EXERCISE »
Every line in the data below from the one containing "Task: pick out the glass jar with" down to the one containing "Task: pick out the white plastic lid.", both included, must be retyped exactly; no other line is to appear.

[Items from a dataset]
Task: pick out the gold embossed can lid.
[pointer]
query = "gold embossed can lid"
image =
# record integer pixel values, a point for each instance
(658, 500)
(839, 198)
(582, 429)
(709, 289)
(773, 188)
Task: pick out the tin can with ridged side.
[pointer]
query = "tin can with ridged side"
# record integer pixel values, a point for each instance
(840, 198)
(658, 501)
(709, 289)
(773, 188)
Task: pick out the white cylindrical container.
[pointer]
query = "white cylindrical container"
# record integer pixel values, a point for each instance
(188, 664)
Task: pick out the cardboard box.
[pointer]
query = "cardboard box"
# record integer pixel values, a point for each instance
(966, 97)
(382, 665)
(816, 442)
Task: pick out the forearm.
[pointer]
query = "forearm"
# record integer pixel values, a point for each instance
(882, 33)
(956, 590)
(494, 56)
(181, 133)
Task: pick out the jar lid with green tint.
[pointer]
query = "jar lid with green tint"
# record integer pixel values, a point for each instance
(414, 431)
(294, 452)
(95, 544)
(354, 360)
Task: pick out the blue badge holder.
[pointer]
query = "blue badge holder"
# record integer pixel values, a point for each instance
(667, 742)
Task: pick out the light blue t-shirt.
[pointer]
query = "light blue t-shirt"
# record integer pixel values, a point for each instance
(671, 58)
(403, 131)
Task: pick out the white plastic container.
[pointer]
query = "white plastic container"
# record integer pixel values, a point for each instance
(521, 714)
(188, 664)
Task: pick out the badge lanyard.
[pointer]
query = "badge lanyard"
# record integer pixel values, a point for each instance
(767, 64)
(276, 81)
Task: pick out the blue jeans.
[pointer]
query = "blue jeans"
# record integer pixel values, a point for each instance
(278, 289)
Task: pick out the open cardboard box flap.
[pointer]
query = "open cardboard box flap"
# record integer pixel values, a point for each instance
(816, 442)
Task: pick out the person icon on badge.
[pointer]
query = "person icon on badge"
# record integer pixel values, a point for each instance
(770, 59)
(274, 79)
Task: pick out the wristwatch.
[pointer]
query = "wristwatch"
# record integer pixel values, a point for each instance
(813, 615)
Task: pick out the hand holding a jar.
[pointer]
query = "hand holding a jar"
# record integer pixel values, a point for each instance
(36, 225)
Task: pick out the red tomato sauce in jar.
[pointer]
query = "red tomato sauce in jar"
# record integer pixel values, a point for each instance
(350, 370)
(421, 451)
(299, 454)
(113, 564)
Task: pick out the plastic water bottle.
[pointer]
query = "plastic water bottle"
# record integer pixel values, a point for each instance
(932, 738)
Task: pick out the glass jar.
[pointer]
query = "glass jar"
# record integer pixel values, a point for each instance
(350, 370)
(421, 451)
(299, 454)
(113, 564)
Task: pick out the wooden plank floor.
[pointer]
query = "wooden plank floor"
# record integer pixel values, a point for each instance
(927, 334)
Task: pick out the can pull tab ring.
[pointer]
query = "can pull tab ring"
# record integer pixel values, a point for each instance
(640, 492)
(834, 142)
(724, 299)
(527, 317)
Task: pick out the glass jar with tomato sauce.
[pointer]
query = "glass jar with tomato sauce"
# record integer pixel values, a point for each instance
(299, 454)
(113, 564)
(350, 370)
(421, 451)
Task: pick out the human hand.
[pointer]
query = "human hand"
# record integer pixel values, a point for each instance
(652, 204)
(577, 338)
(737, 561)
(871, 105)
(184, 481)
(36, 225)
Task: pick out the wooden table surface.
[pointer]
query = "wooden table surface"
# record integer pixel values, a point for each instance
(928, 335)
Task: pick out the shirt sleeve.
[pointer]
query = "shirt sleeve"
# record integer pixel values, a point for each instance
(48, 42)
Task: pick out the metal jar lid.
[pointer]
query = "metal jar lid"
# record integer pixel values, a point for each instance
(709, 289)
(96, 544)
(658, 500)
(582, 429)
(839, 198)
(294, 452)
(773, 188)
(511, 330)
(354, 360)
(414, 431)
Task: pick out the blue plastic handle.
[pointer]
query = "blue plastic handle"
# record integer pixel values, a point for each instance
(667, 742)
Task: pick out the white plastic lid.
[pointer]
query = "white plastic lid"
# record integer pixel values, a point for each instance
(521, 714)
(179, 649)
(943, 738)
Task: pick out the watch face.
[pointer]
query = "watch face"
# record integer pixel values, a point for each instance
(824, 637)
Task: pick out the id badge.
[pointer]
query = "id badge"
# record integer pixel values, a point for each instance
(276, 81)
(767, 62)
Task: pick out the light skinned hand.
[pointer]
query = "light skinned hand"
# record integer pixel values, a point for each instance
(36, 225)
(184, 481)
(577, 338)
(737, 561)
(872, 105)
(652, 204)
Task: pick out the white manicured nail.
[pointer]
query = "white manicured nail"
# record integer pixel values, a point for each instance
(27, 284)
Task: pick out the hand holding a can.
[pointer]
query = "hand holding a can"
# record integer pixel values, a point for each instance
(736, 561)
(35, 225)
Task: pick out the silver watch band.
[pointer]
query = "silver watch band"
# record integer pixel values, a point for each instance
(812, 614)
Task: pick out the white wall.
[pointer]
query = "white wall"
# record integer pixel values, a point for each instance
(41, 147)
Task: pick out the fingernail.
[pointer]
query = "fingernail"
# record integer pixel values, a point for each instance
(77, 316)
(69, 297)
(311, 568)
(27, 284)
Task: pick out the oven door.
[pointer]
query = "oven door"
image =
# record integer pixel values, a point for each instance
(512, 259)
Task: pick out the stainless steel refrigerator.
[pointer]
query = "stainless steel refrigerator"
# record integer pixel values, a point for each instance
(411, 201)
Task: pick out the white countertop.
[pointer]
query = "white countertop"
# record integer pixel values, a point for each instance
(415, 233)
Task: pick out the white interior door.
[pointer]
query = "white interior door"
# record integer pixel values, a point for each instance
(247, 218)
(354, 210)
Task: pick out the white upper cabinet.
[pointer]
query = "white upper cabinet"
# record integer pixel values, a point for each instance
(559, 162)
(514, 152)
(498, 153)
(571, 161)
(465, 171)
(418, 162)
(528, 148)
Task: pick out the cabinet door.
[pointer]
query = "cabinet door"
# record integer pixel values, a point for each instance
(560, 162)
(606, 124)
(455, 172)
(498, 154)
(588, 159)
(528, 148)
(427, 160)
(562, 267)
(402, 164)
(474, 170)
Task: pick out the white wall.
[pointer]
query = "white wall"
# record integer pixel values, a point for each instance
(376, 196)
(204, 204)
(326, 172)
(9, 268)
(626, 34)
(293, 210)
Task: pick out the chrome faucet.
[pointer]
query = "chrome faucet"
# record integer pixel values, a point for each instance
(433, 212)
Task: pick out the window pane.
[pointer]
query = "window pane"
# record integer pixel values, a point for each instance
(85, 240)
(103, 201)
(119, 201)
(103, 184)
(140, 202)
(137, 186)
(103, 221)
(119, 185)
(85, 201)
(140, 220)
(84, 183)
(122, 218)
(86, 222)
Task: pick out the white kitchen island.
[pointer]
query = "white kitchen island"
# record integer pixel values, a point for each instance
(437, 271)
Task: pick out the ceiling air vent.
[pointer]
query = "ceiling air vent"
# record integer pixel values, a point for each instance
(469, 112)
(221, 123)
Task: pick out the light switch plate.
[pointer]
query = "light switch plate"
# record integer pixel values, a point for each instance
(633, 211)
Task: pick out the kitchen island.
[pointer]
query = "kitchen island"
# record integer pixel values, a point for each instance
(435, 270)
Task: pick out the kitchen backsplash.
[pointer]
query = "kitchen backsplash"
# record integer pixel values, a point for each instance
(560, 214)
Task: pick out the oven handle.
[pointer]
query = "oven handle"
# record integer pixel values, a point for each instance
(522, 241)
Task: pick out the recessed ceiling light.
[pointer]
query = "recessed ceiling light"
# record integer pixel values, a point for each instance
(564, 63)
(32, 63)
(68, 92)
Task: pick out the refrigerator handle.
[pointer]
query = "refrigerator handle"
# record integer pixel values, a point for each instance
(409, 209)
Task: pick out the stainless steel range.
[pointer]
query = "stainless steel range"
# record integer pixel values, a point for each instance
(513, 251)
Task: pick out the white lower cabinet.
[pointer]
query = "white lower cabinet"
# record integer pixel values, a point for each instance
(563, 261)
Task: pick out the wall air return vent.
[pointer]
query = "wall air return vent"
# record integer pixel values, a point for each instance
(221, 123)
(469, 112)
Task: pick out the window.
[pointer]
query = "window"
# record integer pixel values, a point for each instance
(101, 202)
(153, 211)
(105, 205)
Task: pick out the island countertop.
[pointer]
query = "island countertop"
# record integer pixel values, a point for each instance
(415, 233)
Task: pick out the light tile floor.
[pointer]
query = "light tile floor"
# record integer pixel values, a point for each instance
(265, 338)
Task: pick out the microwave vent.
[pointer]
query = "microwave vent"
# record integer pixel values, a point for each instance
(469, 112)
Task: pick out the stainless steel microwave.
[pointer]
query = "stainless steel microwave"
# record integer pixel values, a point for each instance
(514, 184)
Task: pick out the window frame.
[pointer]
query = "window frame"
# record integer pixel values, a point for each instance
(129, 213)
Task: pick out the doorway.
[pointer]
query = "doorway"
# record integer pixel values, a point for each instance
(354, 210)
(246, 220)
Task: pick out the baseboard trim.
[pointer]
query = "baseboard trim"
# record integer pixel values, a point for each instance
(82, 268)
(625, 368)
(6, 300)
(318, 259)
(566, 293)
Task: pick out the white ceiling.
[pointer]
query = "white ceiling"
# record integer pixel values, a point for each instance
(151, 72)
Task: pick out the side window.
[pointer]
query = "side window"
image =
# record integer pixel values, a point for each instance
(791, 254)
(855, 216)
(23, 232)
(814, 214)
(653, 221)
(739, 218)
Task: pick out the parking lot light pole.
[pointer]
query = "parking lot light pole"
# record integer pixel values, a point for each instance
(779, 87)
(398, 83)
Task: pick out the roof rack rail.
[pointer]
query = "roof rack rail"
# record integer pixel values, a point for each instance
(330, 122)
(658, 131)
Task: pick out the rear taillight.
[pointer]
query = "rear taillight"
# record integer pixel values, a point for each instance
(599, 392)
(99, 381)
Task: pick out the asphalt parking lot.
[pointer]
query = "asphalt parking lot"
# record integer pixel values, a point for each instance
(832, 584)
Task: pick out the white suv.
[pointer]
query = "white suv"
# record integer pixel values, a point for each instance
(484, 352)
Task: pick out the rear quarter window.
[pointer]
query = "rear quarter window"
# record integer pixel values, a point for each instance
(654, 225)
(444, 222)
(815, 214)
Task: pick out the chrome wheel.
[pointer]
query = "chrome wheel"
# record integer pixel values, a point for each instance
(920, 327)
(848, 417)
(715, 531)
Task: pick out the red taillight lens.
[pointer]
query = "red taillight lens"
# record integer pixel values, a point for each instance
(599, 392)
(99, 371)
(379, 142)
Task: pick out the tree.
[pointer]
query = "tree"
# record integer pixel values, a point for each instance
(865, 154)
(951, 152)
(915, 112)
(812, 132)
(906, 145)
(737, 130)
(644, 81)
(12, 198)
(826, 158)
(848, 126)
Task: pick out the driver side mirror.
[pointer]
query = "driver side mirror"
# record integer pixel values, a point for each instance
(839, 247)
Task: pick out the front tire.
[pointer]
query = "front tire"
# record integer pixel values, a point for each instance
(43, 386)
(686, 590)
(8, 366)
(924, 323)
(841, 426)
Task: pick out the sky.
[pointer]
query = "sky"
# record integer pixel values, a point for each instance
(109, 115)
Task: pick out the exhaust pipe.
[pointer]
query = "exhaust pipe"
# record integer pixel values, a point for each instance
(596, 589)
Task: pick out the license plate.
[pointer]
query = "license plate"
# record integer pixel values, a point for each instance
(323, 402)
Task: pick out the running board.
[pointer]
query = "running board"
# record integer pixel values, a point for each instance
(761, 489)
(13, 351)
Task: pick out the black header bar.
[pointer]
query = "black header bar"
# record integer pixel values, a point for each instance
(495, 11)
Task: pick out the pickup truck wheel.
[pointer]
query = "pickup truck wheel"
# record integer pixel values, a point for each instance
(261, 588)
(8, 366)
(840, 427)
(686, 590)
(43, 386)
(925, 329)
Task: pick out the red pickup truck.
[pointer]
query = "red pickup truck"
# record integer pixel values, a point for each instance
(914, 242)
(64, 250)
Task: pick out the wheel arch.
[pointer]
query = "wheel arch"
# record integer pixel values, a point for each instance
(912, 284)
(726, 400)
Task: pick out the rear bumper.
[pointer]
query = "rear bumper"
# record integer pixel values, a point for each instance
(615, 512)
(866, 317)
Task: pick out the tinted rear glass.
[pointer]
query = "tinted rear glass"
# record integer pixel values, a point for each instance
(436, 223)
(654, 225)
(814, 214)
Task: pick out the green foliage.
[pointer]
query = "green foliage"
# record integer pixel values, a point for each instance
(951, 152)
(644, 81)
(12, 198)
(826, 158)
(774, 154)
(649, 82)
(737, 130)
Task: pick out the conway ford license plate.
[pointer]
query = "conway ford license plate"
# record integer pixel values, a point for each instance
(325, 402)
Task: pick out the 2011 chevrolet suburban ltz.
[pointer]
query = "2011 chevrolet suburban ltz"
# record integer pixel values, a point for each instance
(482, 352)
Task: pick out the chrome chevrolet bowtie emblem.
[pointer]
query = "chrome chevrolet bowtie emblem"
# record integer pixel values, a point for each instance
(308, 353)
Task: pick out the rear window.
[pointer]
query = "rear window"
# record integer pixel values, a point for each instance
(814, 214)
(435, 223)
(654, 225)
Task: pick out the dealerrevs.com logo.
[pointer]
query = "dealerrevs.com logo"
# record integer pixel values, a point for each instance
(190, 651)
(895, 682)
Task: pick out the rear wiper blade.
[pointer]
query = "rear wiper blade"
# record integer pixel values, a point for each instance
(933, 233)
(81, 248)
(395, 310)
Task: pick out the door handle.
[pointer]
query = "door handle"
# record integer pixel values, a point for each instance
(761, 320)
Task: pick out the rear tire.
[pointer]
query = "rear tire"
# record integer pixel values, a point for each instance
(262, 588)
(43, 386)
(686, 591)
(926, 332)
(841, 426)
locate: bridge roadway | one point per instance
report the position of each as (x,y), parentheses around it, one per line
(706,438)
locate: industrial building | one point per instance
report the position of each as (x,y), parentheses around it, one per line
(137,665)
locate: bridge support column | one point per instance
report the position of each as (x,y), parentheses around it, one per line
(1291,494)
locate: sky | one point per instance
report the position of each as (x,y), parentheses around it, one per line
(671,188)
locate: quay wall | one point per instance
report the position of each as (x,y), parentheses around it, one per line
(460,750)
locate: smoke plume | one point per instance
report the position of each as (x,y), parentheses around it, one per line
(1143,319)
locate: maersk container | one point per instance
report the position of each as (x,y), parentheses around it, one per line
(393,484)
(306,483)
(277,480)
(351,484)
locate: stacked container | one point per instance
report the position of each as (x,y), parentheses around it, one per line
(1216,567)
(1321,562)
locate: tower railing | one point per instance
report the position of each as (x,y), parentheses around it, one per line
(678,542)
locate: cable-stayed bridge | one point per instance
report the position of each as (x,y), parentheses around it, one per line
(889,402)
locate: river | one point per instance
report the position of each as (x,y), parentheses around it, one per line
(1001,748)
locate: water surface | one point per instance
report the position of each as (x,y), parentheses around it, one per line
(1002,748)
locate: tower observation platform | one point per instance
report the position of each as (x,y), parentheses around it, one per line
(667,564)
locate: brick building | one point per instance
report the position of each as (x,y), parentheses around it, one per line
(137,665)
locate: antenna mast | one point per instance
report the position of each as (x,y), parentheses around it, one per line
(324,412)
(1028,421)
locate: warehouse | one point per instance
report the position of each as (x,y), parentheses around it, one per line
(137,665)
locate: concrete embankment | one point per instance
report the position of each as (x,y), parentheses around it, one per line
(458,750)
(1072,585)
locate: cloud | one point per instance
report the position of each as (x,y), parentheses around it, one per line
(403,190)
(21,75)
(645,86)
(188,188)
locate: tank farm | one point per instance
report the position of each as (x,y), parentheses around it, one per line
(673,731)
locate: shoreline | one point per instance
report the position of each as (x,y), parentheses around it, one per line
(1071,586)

ANSWER TO THIS PROBLEM »
Task: pick out the glass jar with tomato sauce.
[pointer]
query = "glass jar with tomato sauce"
# record integer pixel values, a point for each instance
(299, 454)
(113, 564)
(350, 370)
(421, 451)
Task: pick out the human hand.
[pointer]
query = "human hand"
# record integer pixel values, a point for each instance
(652, 204)
(577, 338)
(737, 561)
(871, 105)
(184, 481)
(36, 225)
Task: pick out the wooden table surface.
[pointer]
query = "wooden table surface"
# record integer pixel values, a point for each instance
(928, 335)
Task: pick out the shirt sleeve.
[pointer]
query = "shirt sleeve"
# record integer pixel values, a point for each instance
(48, 42)
Task: pick out the metal jar lid.
[pointer]
query = "metal jar lid"
# record integer pixel values, a point for each instance
(709, 289)
(96, 544)
(658, 500)
(582, 429)
(839, 198)
(294, 452)
(773, 188)
(511, 330)
(354, 360)
(414, 431)
Task: pick out the blue plastic handle.
[pointer]
query = "blue plastic handle"
# record integer pixel values, a point for each instance
(667, 742)
Task: pick out the white plastic lid.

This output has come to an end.